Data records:
+ + + + +

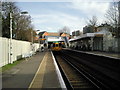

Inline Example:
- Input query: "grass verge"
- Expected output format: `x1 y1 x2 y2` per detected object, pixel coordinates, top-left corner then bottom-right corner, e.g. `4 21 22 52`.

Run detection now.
0 59 25 72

+ + + + +

[Task statement]: Quote every line of the records above word for word, but leave the pictures out.

[Written answer]:
Inline Example:
- Input query: "grass verge"
- Expected output format: `x1 y1 x2 y2` per detected object, pixel coordinates, top-left corner then bottom-right corner, e.g. `4 21 22 52`.

Run detection now.
0 59 25 72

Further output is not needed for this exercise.